→ Exercise prompt
Using the entries below, write out the line with "Where can the building", the line with "<point>21,571</point>", and every line in between, exactly as each is written.

----

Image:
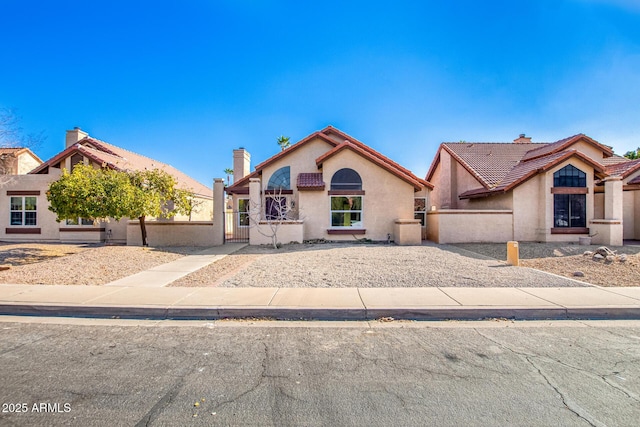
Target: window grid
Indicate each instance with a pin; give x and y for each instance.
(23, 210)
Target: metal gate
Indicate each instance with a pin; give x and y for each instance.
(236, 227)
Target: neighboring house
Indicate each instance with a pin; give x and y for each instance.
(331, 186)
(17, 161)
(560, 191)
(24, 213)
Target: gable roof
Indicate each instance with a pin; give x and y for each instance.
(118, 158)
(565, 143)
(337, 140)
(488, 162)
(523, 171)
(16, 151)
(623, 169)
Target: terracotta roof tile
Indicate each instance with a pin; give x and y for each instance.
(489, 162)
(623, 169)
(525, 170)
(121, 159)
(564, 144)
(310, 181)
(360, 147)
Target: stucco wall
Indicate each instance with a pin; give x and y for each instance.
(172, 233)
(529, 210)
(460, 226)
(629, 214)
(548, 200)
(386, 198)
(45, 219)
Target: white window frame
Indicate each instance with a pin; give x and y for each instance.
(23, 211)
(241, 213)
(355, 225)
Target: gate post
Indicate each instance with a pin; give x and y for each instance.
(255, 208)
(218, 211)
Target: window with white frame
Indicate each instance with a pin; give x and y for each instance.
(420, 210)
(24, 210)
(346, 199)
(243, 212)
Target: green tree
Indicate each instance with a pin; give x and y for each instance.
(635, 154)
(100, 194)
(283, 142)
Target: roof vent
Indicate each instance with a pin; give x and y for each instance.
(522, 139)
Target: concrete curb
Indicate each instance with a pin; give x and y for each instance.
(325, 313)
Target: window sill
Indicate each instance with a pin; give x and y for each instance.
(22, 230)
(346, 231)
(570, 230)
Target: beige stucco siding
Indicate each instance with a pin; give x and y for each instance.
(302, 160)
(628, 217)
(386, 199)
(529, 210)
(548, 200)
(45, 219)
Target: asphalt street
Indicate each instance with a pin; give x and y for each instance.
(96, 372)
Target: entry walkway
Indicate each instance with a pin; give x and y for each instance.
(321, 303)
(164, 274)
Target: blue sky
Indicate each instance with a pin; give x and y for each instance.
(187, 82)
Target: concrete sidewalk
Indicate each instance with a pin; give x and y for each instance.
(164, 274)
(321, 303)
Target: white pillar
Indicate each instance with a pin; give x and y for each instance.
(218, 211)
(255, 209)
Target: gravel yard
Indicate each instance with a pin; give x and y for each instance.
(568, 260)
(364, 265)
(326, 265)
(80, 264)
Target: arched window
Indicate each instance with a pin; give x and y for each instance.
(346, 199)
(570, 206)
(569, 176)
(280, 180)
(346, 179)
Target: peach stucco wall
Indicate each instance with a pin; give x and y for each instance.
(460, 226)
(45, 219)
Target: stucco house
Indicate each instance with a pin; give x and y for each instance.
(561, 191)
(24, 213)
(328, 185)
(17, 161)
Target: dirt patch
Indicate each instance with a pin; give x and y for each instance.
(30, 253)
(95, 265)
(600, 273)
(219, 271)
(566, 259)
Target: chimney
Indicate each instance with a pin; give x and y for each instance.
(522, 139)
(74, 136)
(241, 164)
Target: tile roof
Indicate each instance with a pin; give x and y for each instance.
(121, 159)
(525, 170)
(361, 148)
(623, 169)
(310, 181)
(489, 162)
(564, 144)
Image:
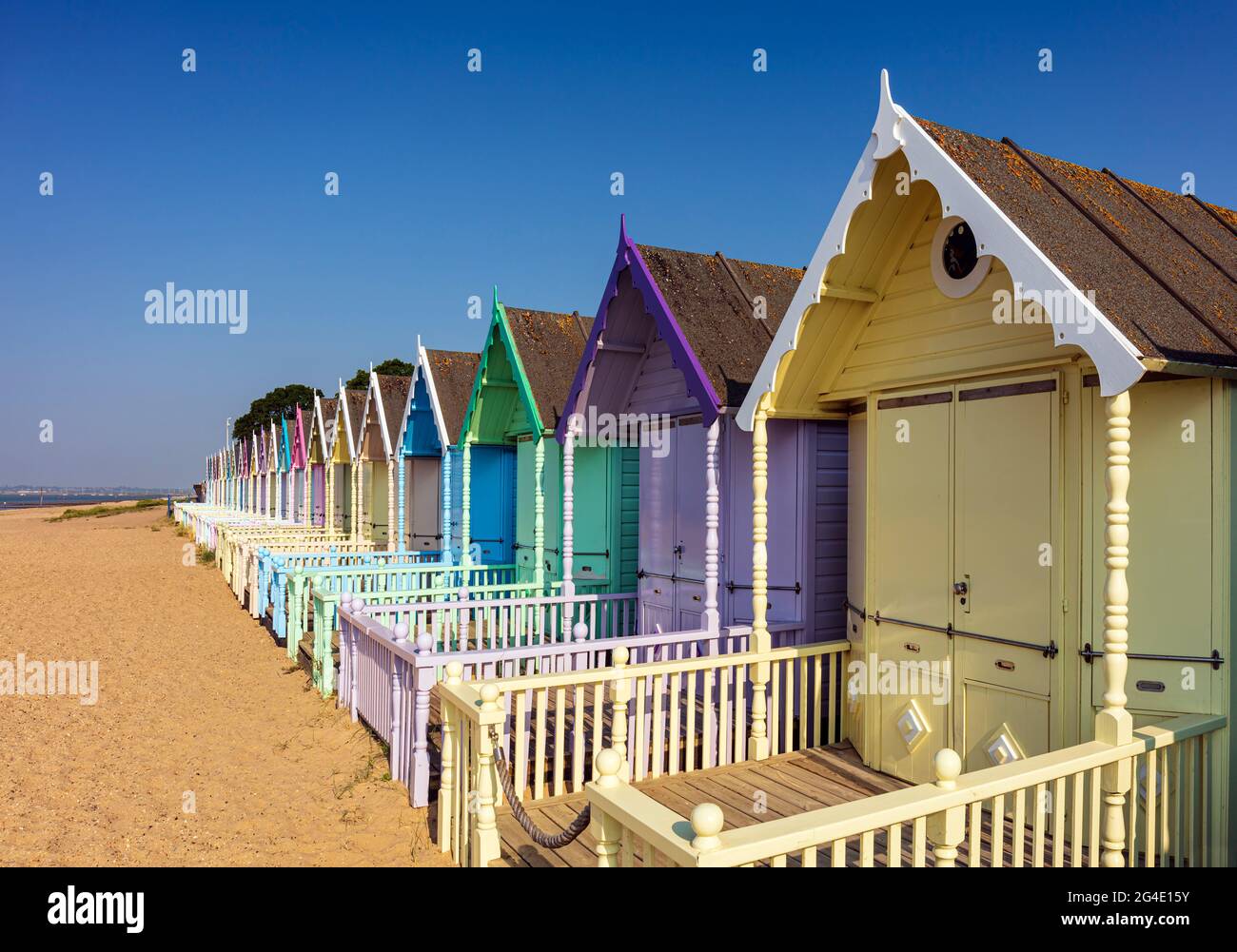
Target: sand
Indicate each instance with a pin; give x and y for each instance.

----

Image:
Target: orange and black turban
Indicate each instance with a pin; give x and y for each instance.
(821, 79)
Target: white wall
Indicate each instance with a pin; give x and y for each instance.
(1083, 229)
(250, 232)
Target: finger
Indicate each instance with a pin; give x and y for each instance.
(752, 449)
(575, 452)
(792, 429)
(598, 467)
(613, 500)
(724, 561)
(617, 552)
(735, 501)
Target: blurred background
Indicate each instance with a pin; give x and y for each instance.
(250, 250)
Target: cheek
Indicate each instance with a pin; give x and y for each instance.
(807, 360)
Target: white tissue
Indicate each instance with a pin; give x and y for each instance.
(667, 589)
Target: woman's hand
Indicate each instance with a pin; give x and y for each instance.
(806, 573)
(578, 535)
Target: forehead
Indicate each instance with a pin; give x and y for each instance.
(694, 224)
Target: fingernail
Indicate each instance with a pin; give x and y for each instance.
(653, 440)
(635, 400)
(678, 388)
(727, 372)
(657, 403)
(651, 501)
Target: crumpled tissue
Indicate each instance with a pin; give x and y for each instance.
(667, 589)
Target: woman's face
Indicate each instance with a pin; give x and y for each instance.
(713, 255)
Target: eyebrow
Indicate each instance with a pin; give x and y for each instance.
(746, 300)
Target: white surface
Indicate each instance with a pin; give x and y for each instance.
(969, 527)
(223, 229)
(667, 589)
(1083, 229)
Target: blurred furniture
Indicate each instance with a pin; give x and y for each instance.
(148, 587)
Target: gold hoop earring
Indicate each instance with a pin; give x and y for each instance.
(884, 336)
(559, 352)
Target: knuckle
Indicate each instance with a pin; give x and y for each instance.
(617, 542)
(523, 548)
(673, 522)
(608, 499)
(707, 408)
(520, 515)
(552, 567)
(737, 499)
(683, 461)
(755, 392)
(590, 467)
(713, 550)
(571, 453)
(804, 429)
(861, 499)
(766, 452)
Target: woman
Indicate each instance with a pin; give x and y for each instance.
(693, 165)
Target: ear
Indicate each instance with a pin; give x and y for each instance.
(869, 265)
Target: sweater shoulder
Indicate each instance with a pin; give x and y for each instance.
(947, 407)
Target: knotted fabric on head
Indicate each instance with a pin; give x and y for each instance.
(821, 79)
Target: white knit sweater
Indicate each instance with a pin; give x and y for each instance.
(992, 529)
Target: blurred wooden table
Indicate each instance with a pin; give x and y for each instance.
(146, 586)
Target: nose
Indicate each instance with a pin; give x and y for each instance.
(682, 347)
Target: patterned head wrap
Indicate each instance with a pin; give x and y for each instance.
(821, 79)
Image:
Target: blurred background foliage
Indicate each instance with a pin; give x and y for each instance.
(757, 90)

----

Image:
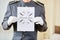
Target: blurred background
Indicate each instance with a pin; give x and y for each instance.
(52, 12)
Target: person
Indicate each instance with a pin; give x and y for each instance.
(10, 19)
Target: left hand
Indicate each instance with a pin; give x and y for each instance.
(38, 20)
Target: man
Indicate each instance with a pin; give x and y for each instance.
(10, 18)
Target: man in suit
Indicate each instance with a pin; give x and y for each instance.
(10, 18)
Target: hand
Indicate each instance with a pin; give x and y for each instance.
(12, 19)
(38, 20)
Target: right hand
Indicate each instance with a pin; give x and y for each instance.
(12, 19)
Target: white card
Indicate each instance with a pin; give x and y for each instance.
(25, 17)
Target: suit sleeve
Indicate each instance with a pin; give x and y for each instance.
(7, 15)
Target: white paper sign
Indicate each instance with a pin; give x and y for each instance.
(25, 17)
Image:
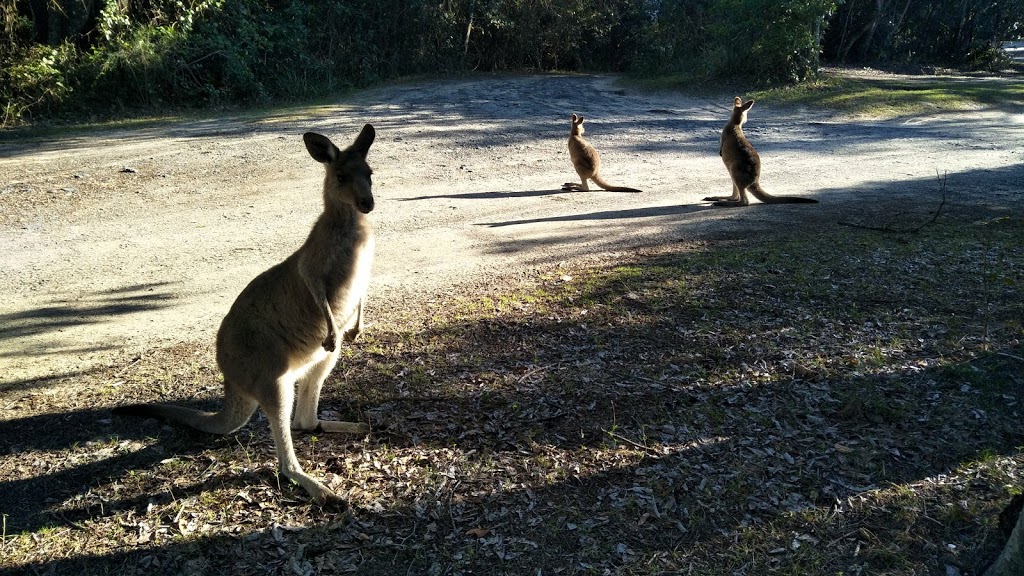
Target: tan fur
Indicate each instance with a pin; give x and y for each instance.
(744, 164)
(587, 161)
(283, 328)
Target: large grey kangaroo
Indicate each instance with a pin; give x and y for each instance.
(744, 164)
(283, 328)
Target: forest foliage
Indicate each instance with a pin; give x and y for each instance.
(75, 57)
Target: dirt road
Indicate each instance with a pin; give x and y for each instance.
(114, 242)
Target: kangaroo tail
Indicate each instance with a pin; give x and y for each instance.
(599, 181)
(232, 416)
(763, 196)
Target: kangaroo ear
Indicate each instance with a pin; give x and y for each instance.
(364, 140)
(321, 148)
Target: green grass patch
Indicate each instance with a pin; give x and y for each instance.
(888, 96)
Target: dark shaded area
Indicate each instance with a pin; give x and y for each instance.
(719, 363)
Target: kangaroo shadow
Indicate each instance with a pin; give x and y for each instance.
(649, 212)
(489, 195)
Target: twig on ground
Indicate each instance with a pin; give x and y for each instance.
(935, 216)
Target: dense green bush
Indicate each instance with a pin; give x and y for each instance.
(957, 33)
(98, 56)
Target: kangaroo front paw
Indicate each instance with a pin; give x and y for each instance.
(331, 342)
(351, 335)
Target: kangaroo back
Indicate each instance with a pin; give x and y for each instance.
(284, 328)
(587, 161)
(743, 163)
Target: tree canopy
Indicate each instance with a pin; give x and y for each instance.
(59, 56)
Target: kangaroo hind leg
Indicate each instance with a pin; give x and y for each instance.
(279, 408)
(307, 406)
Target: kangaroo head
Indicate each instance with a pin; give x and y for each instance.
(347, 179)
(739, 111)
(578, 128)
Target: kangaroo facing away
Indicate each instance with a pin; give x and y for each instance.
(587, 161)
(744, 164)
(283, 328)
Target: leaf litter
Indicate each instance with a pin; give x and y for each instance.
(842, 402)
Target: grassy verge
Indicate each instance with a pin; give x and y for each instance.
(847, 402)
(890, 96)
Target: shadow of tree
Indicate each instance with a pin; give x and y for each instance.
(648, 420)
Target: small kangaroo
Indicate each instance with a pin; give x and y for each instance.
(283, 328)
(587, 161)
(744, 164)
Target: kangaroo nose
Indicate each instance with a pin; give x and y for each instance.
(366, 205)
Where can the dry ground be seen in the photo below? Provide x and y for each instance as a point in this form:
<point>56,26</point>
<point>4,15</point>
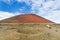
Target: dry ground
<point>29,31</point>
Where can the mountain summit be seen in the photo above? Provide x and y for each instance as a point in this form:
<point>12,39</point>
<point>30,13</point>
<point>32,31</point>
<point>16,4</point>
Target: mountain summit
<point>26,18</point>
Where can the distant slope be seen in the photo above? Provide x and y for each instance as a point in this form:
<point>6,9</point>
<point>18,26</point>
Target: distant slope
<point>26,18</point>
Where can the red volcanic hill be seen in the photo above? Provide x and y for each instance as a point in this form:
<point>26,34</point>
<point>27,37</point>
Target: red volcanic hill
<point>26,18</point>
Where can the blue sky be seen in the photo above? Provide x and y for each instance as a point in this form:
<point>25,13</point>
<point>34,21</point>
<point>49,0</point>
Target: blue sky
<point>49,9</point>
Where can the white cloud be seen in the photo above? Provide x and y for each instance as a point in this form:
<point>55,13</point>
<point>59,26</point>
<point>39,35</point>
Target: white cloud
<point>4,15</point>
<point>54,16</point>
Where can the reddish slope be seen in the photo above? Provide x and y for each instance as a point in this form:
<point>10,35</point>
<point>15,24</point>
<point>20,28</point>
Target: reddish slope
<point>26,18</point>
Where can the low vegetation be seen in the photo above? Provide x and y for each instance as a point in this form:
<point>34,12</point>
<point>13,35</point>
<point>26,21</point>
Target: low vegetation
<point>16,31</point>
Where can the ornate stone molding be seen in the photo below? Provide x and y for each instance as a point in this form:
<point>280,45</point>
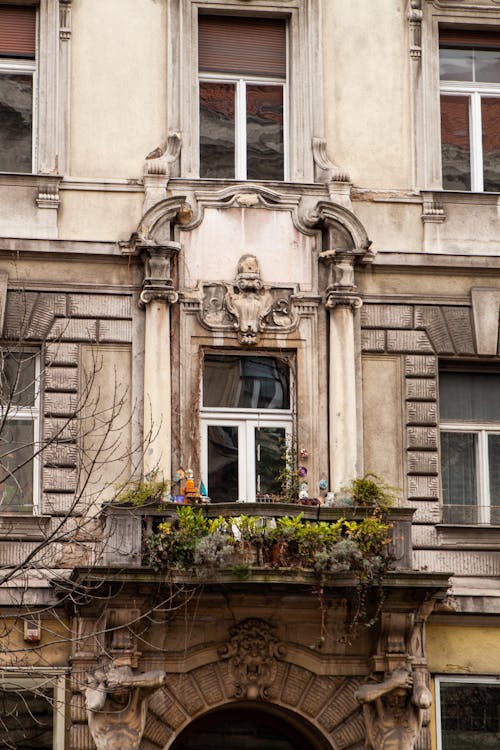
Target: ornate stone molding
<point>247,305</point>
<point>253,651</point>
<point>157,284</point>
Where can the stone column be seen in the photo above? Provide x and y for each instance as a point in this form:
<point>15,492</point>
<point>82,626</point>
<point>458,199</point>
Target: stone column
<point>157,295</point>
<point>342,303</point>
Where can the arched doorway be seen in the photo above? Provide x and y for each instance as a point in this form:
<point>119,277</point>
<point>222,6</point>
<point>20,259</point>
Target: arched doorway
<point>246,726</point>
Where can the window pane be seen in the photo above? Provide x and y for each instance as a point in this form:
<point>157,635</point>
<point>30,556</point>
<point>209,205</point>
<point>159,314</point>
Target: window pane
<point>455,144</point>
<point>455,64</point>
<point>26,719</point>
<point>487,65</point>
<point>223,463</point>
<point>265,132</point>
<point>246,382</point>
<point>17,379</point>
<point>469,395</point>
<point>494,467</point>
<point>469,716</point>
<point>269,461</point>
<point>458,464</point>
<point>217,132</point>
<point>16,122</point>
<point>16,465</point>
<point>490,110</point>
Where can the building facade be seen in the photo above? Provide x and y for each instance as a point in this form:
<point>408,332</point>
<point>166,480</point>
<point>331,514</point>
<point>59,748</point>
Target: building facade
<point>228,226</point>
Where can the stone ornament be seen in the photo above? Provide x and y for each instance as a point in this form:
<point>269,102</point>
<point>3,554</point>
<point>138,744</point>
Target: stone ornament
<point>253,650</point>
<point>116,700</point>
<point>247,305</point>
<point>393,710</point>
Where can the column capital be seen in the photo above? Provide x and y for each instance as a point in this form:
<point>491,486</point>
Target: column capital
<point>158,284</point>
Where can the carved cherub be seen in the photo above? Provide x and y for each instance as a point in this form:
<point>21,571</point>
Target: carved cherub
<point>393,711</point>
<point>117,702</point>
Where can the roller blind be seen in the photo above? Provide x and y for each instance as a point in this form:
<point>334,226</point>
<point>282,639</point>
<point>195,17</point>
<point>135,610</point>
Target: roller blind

----

→ Answer
Where can the building facade be seen in the photo above? Provide x and y for each instance as a point in this form:
<point>408,332</point>
<point>166,480</point>
<point>331,514</point>
<point>59,748</point>
Target: building facade
<point>228,226</point>
Where can the stone ornament be seen in the photo above? Provide x and y for each instance as a point in this form:
<point>269,102</point>
<point>3,554</point>
<point>138,744</point>
Target: stone ornament
<point>253,650</point>
<point>116,700</point>
<point>247,305</point>
<point>393,710</point>
Where can the column capital be seen in the photo above? Provide x and y for each instance as a point in this form:
<point>491,486</point>
Target: column capital
<point>158,284</point>
Where can the carved cherub be seen in the photo above? Provide x and y for each instance as a point in this form:
<point>21,571</point>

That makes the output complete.